## STATED TASK
Return every line of the listing that contains the string "granite", matching case exactly.

## DATA FOR PROCESSING
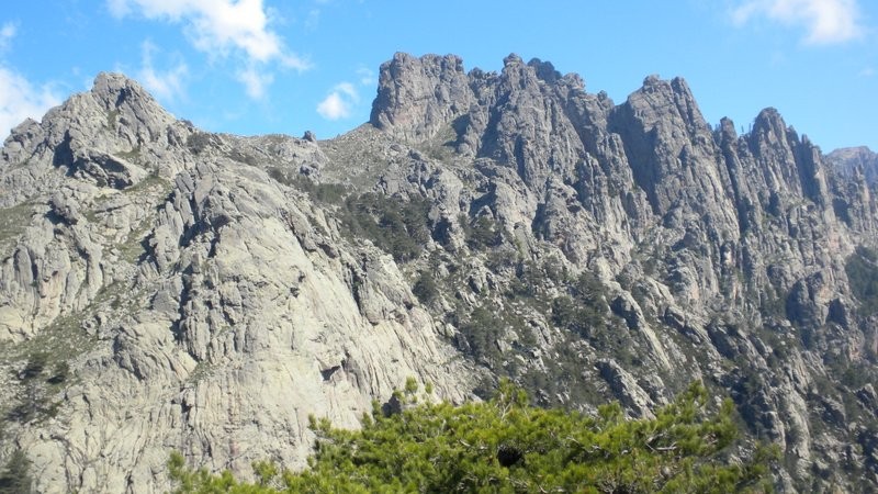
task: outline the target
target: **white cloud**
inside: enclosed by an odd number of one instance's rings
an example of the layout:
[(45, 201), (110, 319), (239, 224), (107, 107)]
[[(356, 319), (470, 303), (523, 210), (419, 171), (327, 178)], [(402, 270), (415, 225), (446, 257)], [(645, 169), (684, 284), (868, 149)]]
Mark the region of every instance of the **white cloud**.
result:
[[(16, 25), (11, 22), (0, 26), (0, 50), (9, 47), (16, 32)], [(57, 104), (60, 104), (60, 98), (48, 85), (35, 87), (4, 60), (0, 60), (0, 141), (25, 119), (38, 120)]]
[(0, 49), (5, 49), (9, 46), (9, 42), (15, 37), (16, 32), (15, 24), (11, 22), (7, 22), (0, 27)]
[(38, 120), (57, 104), (60, 99), (48, 86), (34, 87), (21, 74), (0, 65), (0, 138), (25, 119)]
[(351, 115), (353, 106), (360, 102), (357, 88), (350, 82), (336, 85), (320, 103), (317, 113), (326, 120), (341, 120)]
[(747, 0), (732, 11), (732, 21), (743, 25), (756, 16), (788, 25), (801, 25), (813, 45), (844, 43), (859, 37), (857, 0)]
[(240, 50), (256, 61), (279, 60), (294, 69), (307, 61), (286, 53), (281, 37), (268, 27), (262, 0), (108, 0), (117, 18), (138, 11), (147, 19), (183, 23), (193, 45), (205, 53)]
[(255, 100), (261, 100), (266, 97), (266, 90), (269, 85), (274, 81), (274, 76), (270, 72), (260, 71), (256, 67), (247, 67), (237, 74), (237, 79), (244, 83), (247, 90), (247, 96)]
[(311, 64), (290, 52), (269, 26), (271, 11), (262, 0), (106, 0), (116, 18), (139, 14), (183, 25), (189, 41), (210, 57), (232, 58), (247, 94), (266, 96), (271, 66), (306, 70)]
[(145, 41), (142, 45), (143, 67), (138, 78), (153, 94), (159, 100), (175, 101), (184, 96), (184, 80), (189, 75), (189, 67), (182, 60), (178, 61), (170, 70), (159, 71), (153, 65), (153, 54), (157, 52), (156, 45)]

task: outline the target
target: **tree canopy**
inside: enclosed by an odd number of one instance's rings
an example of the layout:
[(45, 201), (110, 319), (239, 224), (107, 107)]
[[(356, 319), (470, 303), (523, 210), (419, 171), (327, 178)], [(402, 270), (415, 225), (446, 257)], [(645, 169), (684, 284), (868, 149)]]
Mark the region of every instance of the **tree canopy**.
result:
[[(255, 483), (230, 472), (191, 470), (169, 461), (178, 493), (652, 493), (761, 492), (776, 452), (747, 459), (728, 453), (738, 429), (730, 401), (713, 403), (700, 383), (655, 412), (627, 419), (618, 403), (596, 416), (530, 406), (524, 391), (502, 383), (487, 402), (417, 404), (410, 381), (385, 414), (375, 406), (360, 430), (312, 419), (317, 435), (309, 468), (281, 471), (254, 463)], [(421, 396), (424, 401), (424, 396)]]

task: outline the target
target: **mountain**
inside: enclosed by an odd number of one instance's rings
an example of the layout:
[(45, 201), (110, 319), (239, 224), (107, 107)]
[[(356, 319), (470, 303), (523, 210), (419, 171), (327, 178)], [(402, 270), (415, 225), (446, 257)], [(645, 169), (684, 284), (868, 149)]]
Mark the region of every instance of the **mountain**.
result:
[(843, 173), (863, 173), (869, 184), (878, 180), (878, 154), (866, 146), (835, 149), (826, 158)]
[(330, 141), (205, 133), (102, 74), (0, 151), (0, 460), (157, 492), (171, 450), (301, 467), (308, 415), (354, 427), (408, 377), (633, 417), (701, 380), (779, 490), (878, 489), (874, 189), (774, 109), (734, 128), (683, 79), (616, 104), (516, 55), (396, 54)]

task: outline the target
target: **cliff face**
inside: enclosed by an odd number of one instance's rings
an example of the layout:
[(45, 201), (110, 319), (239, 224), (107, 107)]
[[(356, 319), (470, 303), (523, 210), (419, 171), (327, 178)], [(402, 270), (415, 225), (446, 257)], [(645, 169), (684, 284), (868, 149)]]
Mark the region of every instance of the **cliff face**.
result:
[(0, 456), (40, 491), (161, 491), (171, 449), (302, 464), (308, 414), (354, 426), (409, 375), (631, 415), (701, 379), (781, 490), (878, 485), (873, 189), (773, 109), (739, 136), (683, 79), (617, 105), (397, 54), (370, 123), (243, 138), (102, 75), (0, 179)]

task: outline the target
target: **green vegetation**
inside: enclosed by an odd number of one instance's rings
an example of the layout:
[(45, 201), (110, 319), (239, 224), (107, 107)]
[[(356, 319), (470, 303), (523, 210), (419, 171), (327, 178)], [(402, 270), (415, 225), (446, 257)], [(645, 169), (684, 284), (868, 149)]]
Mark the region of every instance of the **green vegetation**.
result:
[(368, 192), (345, 200), (341, 221), (352, 238), (369, 238), (375, 246), (405, 262), (420, 256), (430, 239), (426, 199), (404, 201)]
[(33, 205), (29, 203), (0, 207), (0, 258), (7, 255), (8, 249), (24, 233), (32, 215)]
[(461, 215), (460, 224), (466, 236), (466, 246), (473, 250), (497, 247), (503, 243), (503, 228), (487, 216), (479, 216), (472, 222)]
[(845, 262), (851, 291), (860, 302), (860, 312), (869, 316), (878, 312), (878, 252), (857, 247)]
[(254, 463), (258, 481), (190, 470), (179, 453), (169, 469), (177, 493), (397, 492), (758, 492), (776, 450), (729, 461), (736, 437), (732, 404), (711, 407), (695, 383), (654, 419), (628, 420), (618, 404), (597, 416), (528, 405), (508, 382), (488, 402), (452, 406), (416, 403), (385, 415), (375, 405), (362, 430), (341, 430), (312, 417), (317, 434), (309, 469), (293, 473)]

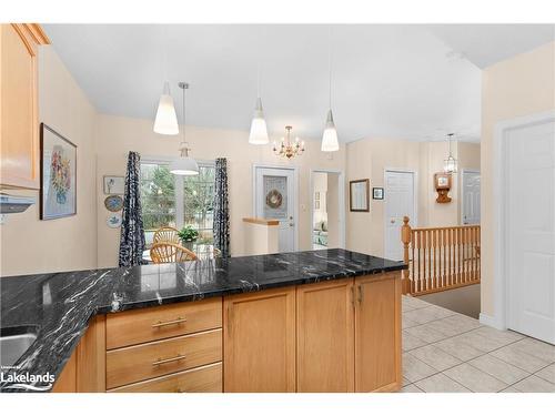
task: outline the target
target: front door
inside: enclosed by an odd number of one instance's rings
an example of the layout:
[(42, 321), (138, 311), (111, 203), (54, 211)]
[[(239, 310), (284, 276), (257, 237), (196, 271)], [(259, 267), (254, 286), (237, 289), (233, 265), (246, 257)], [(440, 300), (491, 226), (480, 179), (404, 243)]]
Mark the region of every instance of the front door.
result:
[(505, 138), (507, 326), (555, 344), (555, 122)]
[(403, 216), (408, 216), (416, 226), (414, 210), (414, 172), (385, 171), (385, 242), (384, 256), (403, 260), (401, 226)]
[(480, 224), (480, 172), (463, 171), (463, 225)]
[(255, 168), (255, 215), (280, 221), (280, 252), (295, 247), (295, 171), (292, 169)]

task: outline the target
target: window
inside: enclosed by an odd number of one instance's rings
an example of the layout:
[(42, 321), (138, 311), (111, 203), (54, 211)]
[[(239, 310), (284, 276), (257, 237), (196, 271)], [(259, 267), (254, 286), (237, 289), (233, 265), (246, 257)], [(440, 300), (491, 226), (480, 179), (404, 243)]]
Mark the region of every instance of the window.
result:
[(213, 242), (213, 205), (215, 168), (199, 163), (199, 175), (178, 176), (170, 173), (168, 161), (141, 162), (142, 219), (147, 245), (161, 226), (181, 229), (192, 225), (199, 242)]

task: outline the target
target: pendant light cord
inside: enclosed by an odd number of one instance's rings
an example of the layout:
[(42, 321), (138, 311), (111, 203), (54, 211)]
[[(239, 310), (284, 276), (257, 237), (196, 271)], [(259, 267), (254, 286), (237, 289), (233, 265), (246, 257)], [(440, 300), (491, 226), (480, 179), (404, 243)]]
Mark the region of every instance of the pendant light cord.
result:
[(332, 109), (332, 27), (330, 26), (329, 40), (327, 40), (327, 69), (329, 69), (329, 93), (330, 93), (330, 110)]

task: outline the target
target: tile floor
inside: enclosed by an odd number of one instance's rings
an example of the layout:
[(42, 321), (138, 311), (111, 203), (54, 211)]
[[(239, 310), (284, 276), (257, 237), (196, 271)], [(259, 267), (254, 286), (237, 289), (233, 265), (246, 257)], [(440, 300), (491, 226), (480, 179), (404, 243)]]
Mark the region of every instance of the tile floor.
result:
[(555, 346), (403, 296), (403, 393), (555, 393)]

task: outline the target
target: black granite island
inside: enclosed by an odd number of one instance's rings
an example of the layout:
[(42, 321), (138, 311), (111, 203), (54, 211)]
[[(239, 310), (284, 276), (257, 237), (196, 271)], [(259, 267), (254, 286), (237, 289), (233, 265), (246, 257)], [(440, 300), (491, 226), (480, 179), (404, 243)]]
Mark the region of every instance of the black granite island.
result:
[(2, 333), (37, 339), (0, 388), (396, 389), (404, 268), (337, 248), (2, 277)]

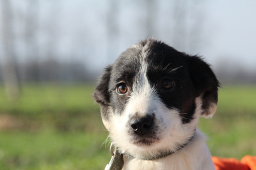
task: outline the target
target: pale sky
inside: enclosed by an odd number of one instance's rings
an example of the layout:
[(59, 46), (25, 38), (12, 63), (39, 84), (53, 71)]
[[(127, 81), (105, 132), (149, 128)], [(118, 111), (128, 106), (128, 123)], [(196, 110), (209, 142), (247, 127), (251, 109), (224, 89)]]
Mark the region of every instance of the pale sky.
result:
[[(20, 54), (18, 58), (20, 60), (26, 60), (28, 59), (22, 55), (26, 49), (22, 42), (26, 31), (22, 13), (28, 12), (28, 1), (10, 1), (13, 5), (17, 20), (15, 29), (18, 32), (17, 34), (20, 35), (16, 43)], [(85, 63), (90, 69), (100, 70), (104, 66), (113, 62), (127, 47), (147, 38), (145, 31), (141, 26), (147, 17), (144, 1), (119, 1), (118, 16), (116, 17), (119, 24), (118, 43), (117, 45), (113, 43), (115, 46), (114, 48), (111, 48), (113, 56), (108, 58), (107, 52), (111, 47), (106, 40), (109, 1), (39, 0), (38, 26), (40, 32), (36, 39), (39, 42), (38, 51), (40, 57), (45, 57), (45, 52), (49, 48), (47, 46), (52, 44), (58, 59), (75, 59)], [(195, 9), (199, 8), (204, 15), (201, 31), (203, 36), (200, 38), (202, 44), (196, 52), (186, 51), (185, 45), (177, 43), (169, 36), (169, 32), (172, 34), (172, 30), (170, 25), (175, 22), (168, 17), (173, 10), (168, 0), (156, 1), (158, 9), (154, 22), (157, 28), (155, 38), (179, 50), (193, 54), (198, 53), (214, 66), (221, 62), (230, 64), (235, 62), (255, 71), (256, 1), (192, 1), (196, 4)], [(192, 20), (196, 19), (193, 18), (193, 16), (189, 17)], [(49, 33), (49, 30), (52, 33)]]

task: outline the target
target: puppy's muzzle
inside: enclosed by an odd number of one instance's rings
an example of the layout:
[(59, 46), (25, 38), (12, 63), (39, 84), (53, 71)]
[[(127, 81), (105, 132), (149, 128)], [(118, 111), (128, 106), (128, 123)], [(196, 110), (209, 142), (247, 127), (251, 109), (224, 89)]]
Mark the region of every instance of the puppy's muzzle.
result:
[(152, 131), (154, 125), (154, 115), (146, 115), (141, 118), (132, 118), (130, 122), (130, 126), (136, 134), (143, 136)]

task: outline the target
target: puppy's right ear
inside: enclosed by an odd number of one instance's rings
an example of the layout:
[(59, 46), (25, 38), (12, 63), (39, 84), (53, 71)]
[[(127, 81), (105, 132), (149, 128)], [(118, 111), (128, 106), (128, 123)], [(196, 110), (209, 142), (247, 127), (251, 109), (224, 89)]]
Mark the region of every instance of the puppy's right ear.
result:
[(100, 105), (101, 117), (108, 119), (108, 110), (109, 104), (109, 93), (108, 87), (112, 66), (109, 65), (105, 69), (94, 90), (93, 97), (97, 103)]

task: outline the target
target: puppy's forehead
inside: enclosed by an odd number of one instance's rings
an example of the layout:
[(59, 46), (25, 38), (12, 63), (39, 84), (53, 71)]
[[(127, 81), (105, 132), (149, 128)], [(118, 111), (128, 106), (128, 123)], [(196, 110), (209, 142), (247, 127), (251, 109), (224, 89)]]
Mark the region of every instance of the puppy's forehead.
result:
[(141, 41), (120, 55), (113, 64), (115, 73), (113, 78), (116, 81), (124, 80), (122, 78), (131, 79), (141, 70), (141, 67), (159, 71), (184, 65), (180, 55), (182, 53), (161, 41), (152, 39)]

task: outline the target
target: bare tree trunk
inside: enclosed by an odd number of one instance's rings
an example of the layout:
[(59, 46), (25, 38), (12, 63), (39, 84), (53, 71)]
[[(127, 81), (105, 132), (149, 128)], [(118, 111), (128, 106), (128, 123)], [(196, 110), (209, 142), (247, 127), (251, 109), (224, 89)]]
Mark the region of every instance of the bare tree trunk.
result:
[(9, 0), (2, 0), (2, 41), (3, 62), (2, 66), (4, 89), (10, 100), (16, 100), (20, 95), (16, 58), (14, 52), (12, 16)]
[[(39, 50), (36, 33), (38, 27), (38, 0), (29, 0), (28, 11), (26, 14), (26, 29), (24, 42), (26, 48), (26, 59), (39, 64)], [(39, 64), (38, 65), (39, 66)], [(36, 82), (40, 80), (40, 67), (35, 67), (33, 80)], [(26, 68), (25, 68), (26, 69)], [(25, 71), (26, 73), (27, 71)]]

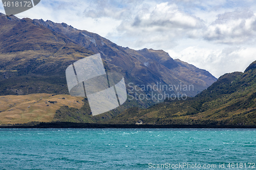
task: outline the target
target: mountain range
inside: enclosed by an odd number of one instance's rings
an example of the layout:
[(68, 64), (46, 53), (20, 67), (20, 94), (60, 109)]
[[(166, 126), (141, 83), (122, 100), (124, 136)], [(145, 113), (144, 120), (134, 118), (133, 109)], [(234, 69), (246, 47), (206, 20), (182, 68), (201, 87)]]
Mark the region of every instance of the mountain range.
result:
[(166, 100), (147, 109), (133, 108), (109, 124), (256, 125), (256, 61), (244, 72), (226, 74), (186, 100)]
[[(162, 50), (122, 47), (65, 23), (0, 14), (0, 124), (256, 124), (256, 62), (244, 72), (225, 74), (217, 80)], [(163, 94), (159, 84), (174, 85), (167, 90), (169, 95), (184, 93), (181, 87), (184, 86), (193, 85), (193, 90), (185, 90), (186, 100), (179, 96), (127, 100), (119, 108), (92, 116), (86, 98), (69, 95), (65, 70), (98, 53), (108, 71), (122, 74), (129, 97), (135, 98), (134, 93), (129, 93), (135, 89), (139, 96)], [(154, 85), (157, 90), (143, 89)]]

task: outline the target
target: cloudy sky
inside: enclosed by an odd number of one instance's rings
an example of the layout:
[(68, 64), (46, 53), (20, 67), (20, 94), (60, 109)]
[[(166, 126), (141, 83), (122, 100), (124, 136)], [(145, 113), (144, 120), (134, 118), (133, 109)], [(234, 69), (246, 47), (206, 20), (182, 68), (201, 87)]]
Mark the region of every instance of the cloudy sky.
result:
[(135, 50), (162, 49), (217, 78), (256, 60), (254, 0), (41, 0), (16, 16), (65, 22)]

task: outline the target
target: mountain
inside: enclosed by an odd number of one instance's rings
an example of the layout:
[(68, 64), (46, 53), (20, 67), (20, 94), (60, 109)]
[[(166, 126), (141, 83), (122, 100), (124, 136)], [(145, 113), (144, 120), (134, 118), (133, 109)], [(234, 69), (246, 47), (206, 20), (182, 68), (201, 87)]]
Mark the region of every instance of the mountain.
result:
[[(65, 23), (19, 19), (0, 13), (0, 95), (10, 96), (12, 101), (17, 101), (16, 105), (1, 107), (0, 117), (1, 114), (4, 115), (10, 120), (13, 119), (8, 113), (15, 114), (16, 112), (10, 111), (18, 110), (13, 107), (16, 107), (17, 103), (26, 104), (24, 103), (26, 100), (20, 102), (18, 96), (22, 95), (24, 99), (31, 98), (28, 100), (33, 101), (34, 96), (37, 96), (36, 94), (69, 94), (66, 69), (74, 62), (97, 53), (101, 54), (108, 71), (123, 75), (128, 92), (139, 89), (132, 91), (130, 97), (135, 99), (141, 94), (150, 97), (151, 100), (128, 100), (116, 109), (93, 117), (86, 98), (81, 108), (69, 107), (64, 104), (65, 102), (58, 103), (61, 103), (58, 104), (59, 108), (55, 107), (49, 110), (54, 116), (48, 122), (95, 122), (108, 120), (127, 108), (147, 108), (163, 101), (164, 98), (159, 100), (153, 97), (164, 92), (160, 88), (164, 85), (177, 86), (175, 87), (177, 88), (168, 89), (166, 92), (169, 95), (181, 93), (183, 90), (180, 88), (181, 86), (193, 86), (191, 90), (186, 90), (185, 92), (188, 96), (194, 96), (217, 80), (208, 71), (174, 60), (162, 50), (144, 48), (135, 51), (123, 47), (98, 34), (77, 30)], [(157, 90), (143, 89), (143, 86), (156, 85)], [(5, 98), (1, 99), (5, 100)], [(46, 107), (48, 104), (45, 104)], [(53, 107), (55, 104), (48, 107)], [(22, 107), (23, 111), (17, 114), (25, 114), (29, 109), (27, 107)], [(36, 107), (34, 108), (34, 110), (37, 109)], [(40, 122), (40, 116), (36, 115), (36, 112), (31, 113), (37, 117), (31, 122)], [(22, 122), (17, 119), (15, 121)], [(27, 120), (24, 122), (27, 122)]]
[(147, 109), (132, 108), (110, 124), (256, 125), (256, 61), (244, 72), (226, 74), (186, 100), (166, 100)]
[(100, 53), (112, 72), (118, 72), (128, 82), (134, 84), (193, 84), (195, 90), (188, 95), (195, 96), (206, 89), (217, 79), (209, 72), (188, 67), (180, 60), (173, 60), (162, 50), (144, 48), (135, 51), (123, 47), (97, 34), (79, 30), (65, 23), (54, 23), (50, 20), (33, 19), (35, 25), (41, 25), (57, 33), (64, 34), (77, 44), (93, 52)]

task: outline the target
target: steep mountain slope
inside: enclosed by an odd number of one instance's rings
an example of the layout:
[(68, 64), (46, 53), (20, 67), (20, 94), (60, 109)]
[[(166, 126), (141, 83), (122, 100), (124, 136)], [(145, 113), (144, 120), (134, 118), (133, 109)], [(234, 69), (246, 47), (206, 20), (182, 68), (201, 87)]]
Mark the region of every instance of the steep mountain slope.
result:
[[(67, 67), (75, 61), (98, 53), (108, 71), (121, 73), (127, 90), (137, 87), (140, 89), (135, 92), (144, 96), (148, 96), (148, 90), (138, 86), (193, 85), (193, 90), (186, 91), (188, 96), (193, 96), (216, 80), (206, 71), (180, 64), (163, 51), (136, 51), (124, 48), (96, 34), (78, 30), (64, 23), (20, 19), (0, 13), (0, 29), (2, 96), (22, 95), (26, 98), (26, 95), (34, 93), (69, 94), (65, 75)], [(168, 92), (175, 93), (181, 90), (177, 88)], [(163, 90), (159, 88), (153, 92), (150, 95), (162, 93)], [(133, 93), (131, 96), (136, 95)], [(93, 118), (86, 99), (80, 109), (60, 106), (52, 121), (108, 119), (131, 107), (146, 108), (164, 99), (128, 100), (117, 109)], [(82, 118), (77, 119), (78, 116)]]
[(0, 23), (0, 94), (68, 94), (66, 68), (93, 53), (29, 18)]
[(191, 69), (180, 64), (180, 62), (174, 60), (162, 50), (145, 48), (136, 51), (118, 46), (96, 34), (79, 30), (64, 23), (44, 21), (42, 19), (34, 19), (33, 23), (61, 33), (95, 54), (100, 53), (107, 61), (110, 71), (122, 73), (127, 82), (134, 85), (153, 85), (157, 82), (193, 84), (194, 90), (186, 92), (188, 96), (192, 96), (217, 80), (206, 70)]
[(109, 123), (167, 125), (256, 125), (256, 61), (244, 73), (221, 76), (187, 100), (165, 100), (147, 109), (127, 109)]

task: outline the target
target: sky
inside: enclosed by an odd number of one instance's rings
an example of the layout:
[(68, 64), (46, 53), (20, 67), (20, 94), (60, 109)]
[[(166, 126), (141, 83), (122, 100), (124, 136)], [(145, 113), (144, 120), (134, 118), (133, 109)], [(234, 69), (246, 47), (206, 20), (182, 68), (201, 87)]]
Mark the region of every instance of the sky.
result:
[(41, 0), (15, 16), (65, 22), (135, 50), (163, 50), (216, 78), (256, 60), (254, 0)]

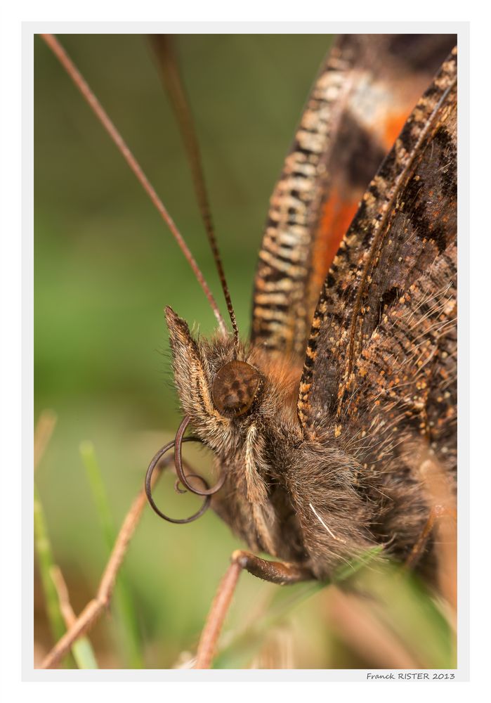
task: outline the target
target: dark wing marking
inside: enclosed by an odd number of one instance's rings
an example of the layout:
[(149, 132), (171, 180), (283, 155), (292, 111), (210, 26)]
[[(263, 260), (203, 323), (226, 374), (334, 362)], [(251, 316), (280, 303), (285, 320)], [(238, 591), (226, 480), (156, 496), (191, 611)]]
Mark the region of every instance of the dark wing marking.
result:
[(299, 396), (301, 423), (314, 434), (329, 418), (342, 433), (356, 365), (381, 321), (455, 244), (456, 131), (455, 49), (370, 183), (326, 277)]
[(251, 341), (305, 353), (322, 283), (365, 189), (454, 43), (449, 35), (345, 35), (308, 98), (271, 198)]

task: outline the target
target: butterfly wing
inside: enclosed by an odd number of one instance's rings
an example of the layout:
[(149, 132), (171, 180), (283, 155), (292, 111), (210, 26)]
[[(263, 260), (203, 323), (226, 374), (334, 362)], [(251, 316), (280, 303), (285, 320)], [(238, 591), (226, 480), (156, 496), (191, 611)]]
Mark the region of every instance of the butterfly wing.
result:
[(451, 35), (339, 38), (308, 98), (271, 198), (254, 292), (251, 341), (305, 354), (329, 264)]
[(330, 426), (339, 437), (349, 425), (352, 437), (357, 427), (373, 434), (385, 403), (386, 430), (404, 416), (454, 456), (456, 138), (454, 49), (372, 181), (326, 277), (299, 398), (307, 432)]

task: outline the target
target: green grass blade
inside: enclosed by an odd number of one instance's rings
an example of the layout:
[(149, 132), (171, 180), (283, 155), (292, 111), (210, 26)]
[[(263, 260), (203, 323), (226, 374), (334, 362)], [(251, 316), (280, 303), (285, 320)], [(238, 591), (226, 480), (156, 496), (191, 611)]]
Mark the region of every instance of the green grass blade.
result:
[[(55, 640), (58, 641), (65, 634), (67, 628), (61, 612), (58, 593), (53, 580), (52, 574), (56, 567), (48, 534), (44, 511), (36, 486), (34, 486), (34, 548), (37, 555), (48, 619), (53, 636)], [(82, 637), (74, 643), (72, 647), (72, 653), (79, 669), (98, 668), (96, 656), (88, 638)], [(73, 666), (73, 662), (70, 657), (65, 657), (63, 664), (67, 668), (72, 668)]]
[[(100, 520), (104, 538), (110, 553), (116, 541), (117, 532), (93, 444), (91, 441), (83, 441), (80, 444), (79, 451), (87, 474), (92, 498)], [(121, 567), (117, 575), (113, 602), (114, 619), (118, 624), (119, 631), (118, 641), (129, 666), (131, 669), (143, 669), (144, 662), (138, 618), (124, 566)]]

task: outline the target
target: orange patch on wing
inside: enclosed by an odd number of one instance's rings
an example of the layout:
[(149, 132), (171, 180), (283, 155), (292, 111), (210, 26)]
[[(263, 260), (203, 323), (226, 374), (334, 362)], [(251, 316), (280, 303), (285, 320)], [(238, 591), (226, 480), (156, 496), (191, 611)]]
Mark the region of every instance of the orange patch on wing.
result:
[(361, 195), (361, 191), (352, 191), (349, 198), (343, 197), (339, 188), (333, 188), (324, 206), (312, 252), (309, 297), (314, 305), (317, 304), (332, 259), (358, 209)]
[(394, 146), (394, 142), (400, 134), (400, 131), (404, 127), (413, 107), (414, 105), (408, 105), (407, 110), (389, 112), (386, 116), (384, 122), (381, 137), (384, 146), (386, 148), (388, 153)]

## RESPONSE TO THE EXERCISE
target: black granite island
Mark the region of every instance of the black granite island.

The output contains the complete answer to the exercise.